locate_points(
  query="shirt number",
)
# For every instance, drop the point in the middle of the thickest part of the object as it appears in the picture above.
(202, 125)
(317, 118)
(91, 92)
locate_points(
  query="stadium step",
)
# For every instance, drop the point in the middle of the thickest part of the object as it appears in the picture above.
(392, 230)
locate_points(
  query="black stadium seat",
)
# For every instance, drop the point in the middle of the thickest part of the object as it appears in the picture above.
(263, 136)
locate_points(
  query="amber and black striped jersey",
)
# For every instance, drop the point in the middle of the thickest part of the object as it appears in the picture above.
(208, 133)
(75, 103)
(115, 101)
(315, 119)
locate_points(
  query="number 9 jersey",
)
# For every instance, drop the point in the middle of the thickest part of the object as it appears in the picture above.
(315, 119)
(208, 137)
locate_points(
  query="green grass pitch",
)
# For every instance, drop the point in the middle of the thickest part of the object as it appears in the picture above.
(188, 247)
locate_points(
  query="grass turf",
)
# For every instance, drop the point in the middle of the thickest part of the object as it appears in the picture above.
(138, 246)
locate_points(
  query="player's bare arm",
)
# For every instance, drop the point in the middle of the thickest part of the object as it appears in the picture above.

§ Set exercise
Retype every one of the records above character for character, from the first line to the last.

§ Result for this exercise
locate_points(
  query="shirt number",
)
# For every instance, drop the point in the middle of the thickest part of the object as it appears in the picture above.
(202, 125)
(317, 118)
(91, 92)
locate_points(
  query="stadium step",
)
# For every instance, drop the point in the middle of the thickest part of the object as it appears in the picture above.
(392, 230)
locate_points(
  query="black stadium seat",
)
# For every instance, drop the point in the middle of the thickest part of the object as it appears in the picture above.
(263, 136)
locate_points(
  query="amber and black striped jersey",
)
# For every instance, drop the point in the middle of the thickest part of the object as it appears in the picture above.
(208, 133)
(75, 103)
(115, 101)
(315, 119)
locate_points(
  query="number 9 jersey",
)
# For every instance, drop the point in the middle of the thickest part of the object as it appears in the picture above.
(315, 119)
(208, 137)
locate_points(
  query="green grass pitch",
)
# For every instance, drop the point in the middle of the thickest part of the object as it appears in the picture above.
(188, 247)
locate_points(
  query="grass turf",
)
# For every instance, drop the point in the middle of the thickest part of the object as it appears in the picture above.
(138, 246)
locate_points(
  query="player's bare arm",
)
# For every instance, drop the point in the middle of the thickest part of the object as it appears in the picture above.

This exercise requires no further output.